Tally up the lines below with "tree" in them. Answer with the number only.

*** Records for this exercise

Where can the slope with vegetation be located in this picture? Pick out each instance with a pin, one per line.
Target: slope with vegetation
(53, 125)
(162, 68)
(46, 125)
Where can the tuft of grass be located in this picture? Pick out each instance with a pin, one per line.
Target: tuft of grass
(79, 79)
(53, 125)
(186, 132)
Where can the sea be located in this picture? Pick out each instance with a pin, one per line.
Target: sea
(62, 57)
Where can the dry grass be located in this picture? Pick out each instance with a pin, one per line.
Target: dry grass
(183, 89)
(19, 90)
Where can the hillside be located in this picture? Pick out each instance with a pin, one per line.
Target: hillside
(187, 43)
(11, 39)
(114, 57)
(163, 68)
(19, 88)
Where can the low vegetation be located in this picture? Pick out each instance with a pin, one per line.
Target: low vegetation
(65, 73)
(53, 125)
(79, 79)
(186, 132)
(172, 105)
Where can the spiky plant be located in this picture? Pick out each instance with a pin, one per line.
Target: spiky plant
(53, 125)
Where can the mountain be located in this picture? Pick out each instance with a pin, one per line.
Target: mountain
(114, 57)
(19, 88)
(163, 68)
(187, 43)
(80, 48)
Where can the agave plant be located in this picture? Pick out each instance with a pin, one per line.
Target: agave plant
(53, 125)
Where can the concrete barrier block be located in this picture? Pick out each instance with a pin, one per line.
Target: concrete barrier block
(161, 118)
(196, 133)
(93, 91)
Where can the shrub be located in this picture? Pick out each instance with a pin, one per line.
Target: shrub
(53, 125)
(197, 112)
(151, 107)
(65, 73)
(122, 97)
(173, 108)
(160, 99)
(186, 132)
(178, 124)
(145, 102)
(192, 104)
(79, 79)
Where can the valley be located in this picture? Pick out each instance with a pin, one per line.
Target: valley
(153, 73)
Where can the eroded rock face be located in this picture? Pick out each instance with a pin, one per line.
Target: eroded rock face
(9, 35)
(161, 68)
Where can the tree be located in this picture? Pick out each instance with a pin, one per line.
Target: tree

******

* **Output of the exercise**: 2